START TEXT FOR ANALYSIS

DENNIS ODA / DODA@STARBULLETIN.COM
Above, the Wounded Warriors Unit from Kaneohe are volunteering to clear portions of a wooded area at the riding center at Da Ranch, run by Wayne and Patti Silva, to create a sensory trail for equine therapy for children with special needs. Cpl. Matthew Carhart, left, and HM3 Devin Kelly helped clear the trail Thursday. Below, the Silvas stood on part of the trail that was just cleared.
Clear path to recovery
Injured isle Marines clear a horse trail that will help special-needs kids
Kaneohe Marines healing from combat injuries are helping handicapped isle children heal -- on horses.
The Wounded Warriors Unit at Kaneohe is volunteering at Manawale'a Riding Center, hacking through woods in Waimanalo to create a sensory trail.
"I really like the project," said Lance Cpl. Adrian Dillie, 23, of Phoenix, recovering from surgery on his shoulder since returning from Iraq in October. "I'm not getting yelled at -- 'gunfire.'"
And the project "hits home" because he has a nephew with autism, Dillie said.

END TEXT FOR ANALYSIS
START DATA RECORDS

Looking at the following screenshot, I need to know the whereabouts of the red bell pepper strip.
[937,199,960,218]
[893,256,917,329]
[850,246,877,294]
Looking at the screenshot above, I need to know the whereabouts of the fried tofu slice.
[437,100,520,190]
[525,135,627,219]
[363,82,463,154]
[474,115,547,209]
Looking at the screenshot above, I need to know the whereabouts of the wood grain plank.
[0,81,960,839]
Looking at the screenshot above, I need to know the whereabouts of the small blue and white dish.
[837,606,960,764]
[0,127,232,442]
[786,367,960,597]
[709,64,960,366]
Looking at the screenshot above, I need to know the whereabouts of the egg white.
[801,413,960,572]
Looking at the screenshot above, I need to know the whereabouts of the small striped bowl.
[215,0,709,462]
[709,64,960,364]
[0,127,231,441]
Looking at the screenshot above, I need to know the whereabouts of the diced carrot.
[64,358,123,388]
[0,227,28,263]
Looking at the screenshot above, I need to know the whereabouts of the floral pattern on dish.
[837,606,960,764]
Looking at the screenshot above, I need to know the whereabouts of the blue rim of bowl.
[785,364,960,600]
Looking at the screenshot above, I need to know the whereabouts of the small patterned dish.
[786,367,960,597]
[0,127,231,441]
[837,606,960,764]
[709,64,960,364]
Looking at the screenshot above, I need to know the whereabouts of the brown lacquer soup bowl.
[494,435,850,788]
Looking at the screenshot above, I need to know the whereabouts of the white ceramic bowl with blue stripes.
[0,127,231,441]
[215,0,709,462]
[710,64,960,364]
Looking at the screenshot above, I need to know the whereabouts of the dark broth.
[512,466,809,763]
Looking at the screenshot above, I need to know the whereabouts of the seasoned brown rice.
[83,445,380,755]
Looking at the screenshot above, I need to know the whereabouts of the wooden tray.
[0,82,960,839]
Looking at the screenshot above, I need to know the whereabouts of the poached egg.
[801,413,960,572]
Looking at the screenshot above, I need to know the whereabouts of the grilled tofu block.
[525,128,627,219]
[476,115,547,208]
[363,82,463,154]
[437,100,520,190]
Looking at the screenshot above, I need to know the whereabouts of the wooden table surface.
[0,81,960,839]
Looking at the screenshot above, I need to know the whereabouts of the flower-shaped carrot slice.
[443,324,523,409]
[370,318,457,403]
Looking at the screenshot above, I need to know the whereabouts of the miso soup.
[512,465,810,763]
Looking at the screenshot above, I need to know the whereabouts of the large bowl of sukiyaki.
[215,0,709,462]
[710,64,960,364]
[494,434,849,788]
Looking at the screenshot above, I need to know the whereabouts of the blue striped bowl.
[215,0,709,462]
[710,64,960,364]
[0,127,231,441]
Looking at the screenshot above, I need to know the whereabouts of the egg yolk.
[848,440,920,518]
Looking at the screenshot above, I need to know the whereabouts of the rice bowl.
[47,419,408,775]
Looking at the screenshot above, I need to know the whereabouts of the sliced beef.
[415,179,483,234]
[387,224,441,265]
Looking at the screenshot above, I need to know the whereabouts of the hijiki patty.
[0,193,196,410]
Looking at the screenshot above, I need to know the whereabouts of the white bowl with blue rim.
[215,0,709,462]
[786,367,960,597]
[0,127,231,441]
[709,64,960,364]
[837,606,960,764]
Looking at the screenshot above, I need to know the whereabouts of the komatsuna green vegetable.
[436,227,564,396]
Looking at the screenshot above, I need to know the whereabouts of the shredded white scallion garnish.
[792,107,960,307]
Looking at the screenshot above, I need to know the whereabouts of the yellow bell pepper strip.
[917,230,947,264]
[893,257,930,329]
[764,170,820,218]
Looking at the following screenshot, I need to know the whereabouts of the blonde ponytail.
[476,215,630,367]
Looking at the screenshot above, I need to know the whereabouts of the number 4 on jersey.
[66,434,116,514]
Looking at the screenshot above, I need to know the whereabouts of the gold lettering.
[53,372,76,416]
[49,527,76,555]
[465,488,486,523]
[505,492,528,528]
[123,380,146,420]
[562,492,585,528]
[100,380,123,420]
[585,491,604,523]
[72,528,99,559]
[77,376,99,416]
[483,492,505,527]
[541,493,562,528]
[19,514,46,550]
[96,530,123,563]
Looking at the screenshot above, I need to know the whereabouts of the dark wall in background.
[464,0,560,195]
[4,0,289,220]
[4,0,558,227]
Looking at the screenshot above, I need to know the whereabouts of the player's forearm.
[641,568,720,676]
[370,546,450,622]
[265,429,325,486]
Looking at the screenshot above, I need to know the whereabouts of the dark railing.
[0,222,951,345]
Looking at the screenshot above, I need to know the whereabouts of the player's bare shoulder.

END DATA RECORDS

*WHAT THIS EXERCISE ASKS:*
a) In the article about the Marines clearing a horse trail, translate this sentence into Spanish: "The Wounded Warriors Unit at Kaneohe is volunteering at Manawale'a Riding Center, hacking through woods in Waimanalo to create a sensory trail."
b) According to the article about the Marines clearing a horse trail, why does the project "hit home" for Lance Cpl. Adrian Dillie?
c) Pick up the article about the injured Marines clearing a horse trail for special-needs children and carry it on from its last sentence.
The records have nothing to do with the text.

*ANSWERS BY TASK:*
a) La Unidad de Guerreros Heridos de Kaneohe trabaja como voluntaria en el Centro Ecuestre Manawale'a, abriéndose paso por el bosque de Waimanalo para crear un sendero sensorial.

b) He has a nephew with autism.

c)
Marines recovering from injuries in Iraq or Afghanistan chose the project because they were excited about helping children with special needs, said 1st Lt. Nicholas Perkins, officer in charge of the unit.
The volunteer activity "is an awesome way for Marines who may be wounded or injured to still provide a good service," said Maj. Kurt Schmidhamer, incoming officer in charge of the unit. "The community in Hawaii has been so good to us, it's a way to give back."
Char's wife, Ana, had marked the trail, but the riding center didn't have the resources to clear the brush, said Patti Silva.
Silva and her husband, Wayne, are board members and officers of the riding center with the Chars.
"Horses have such fantastic intuitiveness about bonding," she said, adding that they're "a perfect match" with wounded military warriors and physically or developmentally disabled children.
Exercises with movements and stretching can be done on a horse without the rider even realizing it, she said.
Silva said the sensory trail is mostly for visually impaired, autistic and higher-functioning-disabled children. It will have different footings, such as gravel and wood, and be equipped with items hanging from trees or in boxes that the children can feel or reach for, she said.
They might have to stretch or duck to avoid "noodles," bells or beads hanging from a branch, and they can feel their texture, she said. "Balance and tactile things are very stimulating."
The center provides therapeutic riding for children from Easter Seals, Shriners Hospital, Kapiolani Medical Center, Variety School and other organizations. It recently held a camp for 30 kids in the area in first through third grades with self-esteem, bonding or other issues, Silva said.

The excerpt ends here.